Aim →
Repeat the records verbatim and leave the pictures out of your copy.

## START

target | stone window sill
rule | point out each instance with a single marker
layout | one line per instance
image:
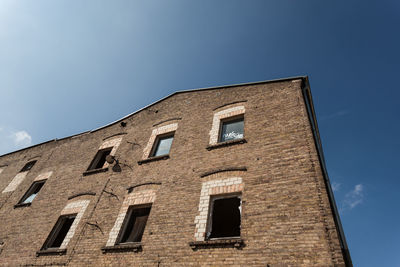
(89, 172)
(20, 205)
(227, 143)
(162, 157)
(51, 251)
(135, 247)
(218, 243)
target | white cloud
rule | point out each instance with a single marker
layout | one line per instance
(11, 140)
(22, 138)
(340, 113)
(336, 186)
(354, 197)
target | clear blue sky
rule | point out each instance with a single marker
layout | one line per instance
(71, 66)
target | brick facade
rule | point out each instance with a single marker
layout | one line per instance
(287, 214)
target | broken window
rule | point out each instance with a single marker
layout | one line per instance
(60, 230)
(224, 217)
(28, 166)
(231, 129)
(162, 145)
(99, 159)
(134, 224)
(32, 192)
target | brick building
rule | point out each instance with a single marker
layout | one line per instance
(231, 175)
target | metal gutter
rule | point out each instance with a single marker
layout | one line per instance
(314, 126)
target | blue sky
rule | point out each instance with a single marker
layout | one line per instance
(71, 66)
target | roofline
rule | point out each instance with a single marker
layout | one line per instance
(158, 101)
(306, 91)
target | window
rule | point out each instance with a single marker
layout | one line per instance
(60, 230)
(28, 166)
(162, 145)
(224, 217)
(32, 192)
(134, 224)
(231, 129)
(99, 159)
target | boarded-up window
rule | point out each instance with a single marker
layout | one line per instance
(99, 159)
(224, 218)
(32, 192)
(232, 129)
(162, 145)
(134, 224)
(60, 230)
(28, 166)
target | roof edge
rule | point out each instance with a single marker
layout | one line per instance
(303, 77)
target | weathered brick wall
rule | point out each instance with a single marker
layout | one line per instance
(286, 217)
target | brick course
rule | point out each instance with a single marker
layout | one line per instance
(286, 219)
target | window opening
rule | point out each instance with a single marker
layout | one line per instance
(163, 145)
(232, 129)
(28, 166)
(32, 192)
(135, 222)
(60, 230)
(225, 217)
(99, 159)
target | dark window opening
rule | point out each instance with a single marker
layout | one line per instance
(225, 217)
(162, 145)
(232, 129)
(32, 192)
(99, 159)
(28, 166)
(60, 230)
(134, 224)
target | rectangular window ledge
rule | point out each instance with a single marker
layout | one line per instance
(50, 251)
(135, 247)
(20, 205)
(90, 172)
(218, 243)
(140, 162)
(227, 143)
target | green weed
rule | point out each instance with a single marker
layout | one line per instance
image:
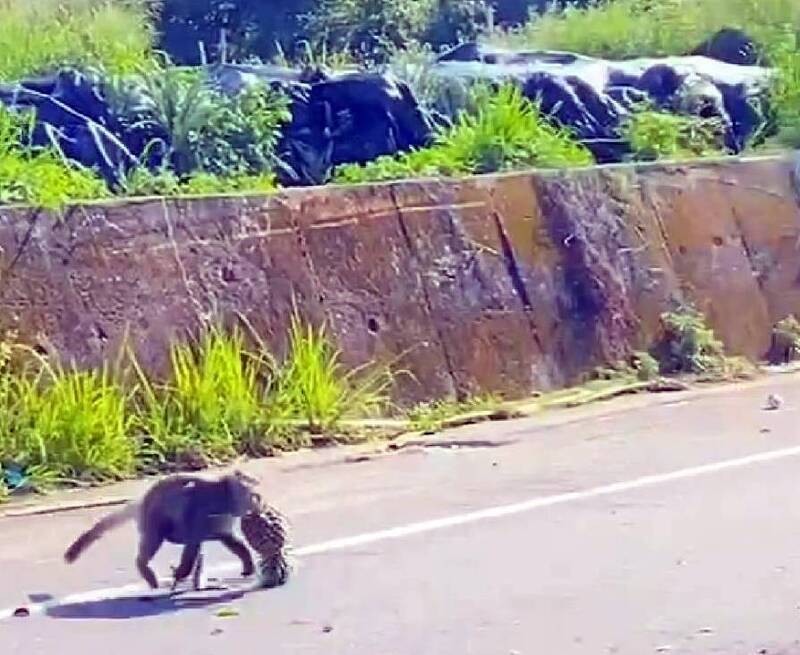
(39, 176)
(662, 135)
(40, 36)
(68, 424)
(211, 401)
(432, 417)
(785, 90)
(638, 28)
(689, 345)
(505, 132)
(312, 384)
(368, 28)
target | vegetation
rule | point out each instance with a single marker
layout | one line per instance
(506, 131)
(222, 398)
(38, 176)
(661, 135)
(689, 345)
(434, 416)
(37, 36)
(647, 28)
(785, 92)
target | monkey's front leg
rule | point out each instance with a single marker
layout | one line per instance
(189, 556)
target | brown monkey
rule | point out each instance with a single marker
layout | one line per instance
(181, 509)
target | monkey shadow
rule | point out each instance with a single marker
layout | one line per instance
(135, 607)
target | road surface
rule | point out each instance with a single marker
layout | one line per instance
(666, 524)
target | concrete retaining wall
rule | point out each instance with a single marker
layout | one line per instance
(502, 283)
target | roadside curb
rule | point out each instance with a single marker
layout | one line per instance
(402, 442)
(34, 510)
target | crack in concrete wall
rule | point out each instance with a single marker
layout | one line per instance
(504, 284)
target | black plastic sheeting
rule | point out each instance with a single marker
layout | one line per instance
(356, 117)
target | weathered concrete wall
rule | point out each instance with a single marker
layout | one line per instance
(503, 283)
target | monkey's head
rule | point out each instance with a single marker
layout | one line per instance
(242, 492)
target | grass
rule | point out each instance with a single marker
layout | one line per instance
(637, 28)
(38, 36)
(656, 135)
(434, 416)
(505, 132)
(313, 385)
(689, 346)
(226, 395)
(39, 176)
(63, 424)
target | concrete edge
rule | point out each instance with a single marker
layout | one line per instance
(562, 415)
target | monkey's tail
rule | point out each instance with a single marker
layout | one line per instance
(108, 522)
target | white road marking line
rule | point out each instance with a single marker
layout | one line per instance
(445, 522)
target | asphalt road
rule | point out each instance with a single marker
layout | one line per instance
(666, 524)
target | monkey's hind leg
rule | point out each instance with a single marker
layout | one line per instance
(149, 543)
(189, 557)
(241, 551)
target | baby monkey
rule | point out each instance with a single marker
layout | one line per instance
(182, 509)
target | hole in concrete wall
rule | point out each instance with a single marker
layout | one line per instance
(228, 273)
(100, 332)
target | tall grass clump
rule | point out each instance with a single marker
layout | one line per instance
(654, 135)
(39, 176)
(209, 405)
(634, 28)
(785, 90)
(506, 131)
(313, 386)
(67, 424)
(39, 36)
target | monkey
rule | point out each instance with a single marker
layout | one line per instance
(181, 509)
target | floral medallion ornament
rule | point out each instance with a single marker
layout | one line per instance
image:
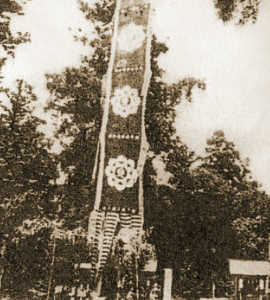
(121, 173)
(125, 101)
(131, 37)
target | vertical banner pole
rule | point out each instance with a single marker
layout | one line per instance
(167, 288)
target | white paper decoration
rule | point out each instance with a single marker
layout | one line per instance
(121, 173)
(125, 101)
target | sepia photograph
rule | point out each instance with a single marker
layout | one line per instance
(134, 150)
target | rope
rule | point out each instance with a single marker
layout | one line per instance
(144, 143)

## END

Written solution →
target | stone window sill
rule | point out each instance with a single marker
layout | one line per instance
image:
(89, 172)
(20, 205)
(227, 143)
(162, 157)
(51, 251)
(135, 247)
(218, 243)
target | white cloud
rule | point out each instance with a single marker
layout | one line per instance
(11, 140)
(22, 138)
(340, 113)
(336, 186)
(354, 197)
target | clear blue sky
rule | point out each instance with a single marker
layout | one line per instance
(71, 66)
target | brick facade
rule | point out each instance with a single marker
layout | one line per instance
(287, 214)
target | broken window
rule | point out each instance with a single marker
layout | one line per instance
(60, 230)
(224, 217)
(28, 166)
(231, 129)
(162, 145)
(99, 159)
(134, 224)
(32, 192)
target | brick building
rule | point out each instance with a single marker
layout | one line per instance
(231, 175)
target | metal gutter
rule | point out each instance with a single marker
layout | one line per instance
(314, 126)
target | blue sky
rule | point out each instance with a single marker
layout | one line per instance
(71, 66)
target | roofline
rule | point out each instance with a single marker
layout | one line per instance
(158, 101)
(306, 91)
target | window
rule | point out each instance with a single marker
layout | one line per instance
(60, 230)
(28, 166)
(162, 145)
(224, 217)
(32, 192)
(134, 224)
(231, 129)
(99, 159)
target | boarded-up window
rule | point out each instance with a single marker
layout | one line per instance
(99, 159)
(224, 218)
(32, 192)
(232, 129)
(162, 145)
(134, 224)
(60, 230)
(28, 166)
target | roof edge
rule | point out each instance with a single marker
layout | one line per instance
(303, 77)
target | weathered brick wall
rule | point out each instance with a single marker
layout | one line per instance
(286, 217)
target | brick course
rule | point out each instance with a single marker
layout | one line per instance
(286, 219)
target | window opening
rule | point out each instance with a single marker
layout | one line per instance
(163, 145)
(232, 129)
(28, 166)
(32, 192)
(135, 222)
(60, 230)
(225, 217)
(99, 159)
target | dark window opening
rule | point out each instance with a single marker
layout | one line per instance
(225, 217)
(162, 145)
(232, 129)
(32, 192)
(99, 159)
(28, 166)
(60, 230)
(134, 224)
target | rectangular window ledge
rule | point out each instance with a single marker
layout | one line per instance
(50, 251)
(135, 247)
(20, 205)
(90, 172)
(218, 243)
(140, 162)
(227, 143)
target | green weed
rule | point out each instance with a single marker
layout | one line per instance
image:
(39, 176)
(662, 135)
(40, 36)
(68, 424)
(211, 401)
(432, 417)
(785, 90)
(638, 28)
(689, 345)
(505, 132)
(312, 384)
(368, 28)
target | vegetation
rule | point out each instance with a single marker
layout | one line per instance
(506, 131)
(222, 398)
(38, 176)
(661, 135)
(689, 345)
(434, 416)
(37, 36)
(647, 28)
(785, 92)
target | monkey's front leg
rule | point out each instance with a single marker
layout | one line per instance
(189, 556)
target | brown monkey
rule | point out each instance with a single marker
layout | one line per instance
(181, 509)
target | monkey shadow
rule | point out each instance with a single marker
layout | one line per instance
(135, 607)
target | road surface
rule | point out each instance with a single marker
layout | one line per instance
(666, 524)
target | concrete retaining wall
rule | point out each instance with a single marker
layout | one line per instance
(502, 283)
target | roadside curb
rule | point out each instance with a single marker
layout | one line per instance
(402, 442)
(34, 510)
target | crack in concrete wall
rule | point out each instance with a single marker
layout | one line per instance
(504, 284)
target | black plastic sheeting
rule | point out each instance with a single marker
layout | one line per instance
(356, 117)
target | weathered concrete wall
rule | point out each instance with a single marker
layout | one line per instance
(503, 283)
target | monkey's head
rule | point out each instance with a single marker
layout | one line per instance
(242, 492)
target | grass
rule | point out each instance with a single marker
layout | one line per instance
(637, 28)
(38, 36)
(656, 135)
(434, 416)
(505, 132)
(313, 385)
(689, 346)
(226, 395)
(39, 176)
(63, 424)
target | concrete edge
rule | point out each instance with a single marker
layout | one line per instance
(562, 415)
target | monkey's tail
rule | point out each instance with a single marker
layout | one line per instance
(108, 522)
target | white road marking line
rule | point out each instance with a single marker
layout | one line per instance
(445, 522)
target | asphalt road
rule | point out each instance with a single marker
layout | one line per instance
(666, 524)
target | monkey's hind leg
rule | point out each instance with a single marker
layout | one line per instance
(149, 543)
(189, 557)
(241, 551)
target | baby monkey
rule | point out each instance with a single marker
layout | one line per instance
(182, 509)
target | hole in concrete wall
rule | point out each instance with a single marker
layout | one line per instance
(228, 273)
(100, 332)
target | tall grass clump
rule | point out each instance with a single marker
layout | one line per instance
(654, 135)
(39, 176)
(209, 405)
(634, 28)
(785, 90)
(506, 131)
(313, 386)
(67, 424)
(39, 36)
target | monkey
rule | point out each instance with a single marker
layout | one line per instance
(181, 509)
target | floral medallion ornament
rule | point out each instance with a single marker
layout | one line per instance
image:
(121, 173)
(125, 101)
(131, 37)
target | vertical banner pole
rule | point out each instance with a single marker
layout | one line per instance
(167, 288)
target | white paper decoration
rule | point out each instance with a single marker
layout | one line per instance
(121, 173)
(125, 101)
target | sepia photograph
rule | point out each instance with a single marker
layout | one line per instance
(134, 150)
target | rope
rule | point out each instance with a single marker
layout | one line per instance
(144, 143)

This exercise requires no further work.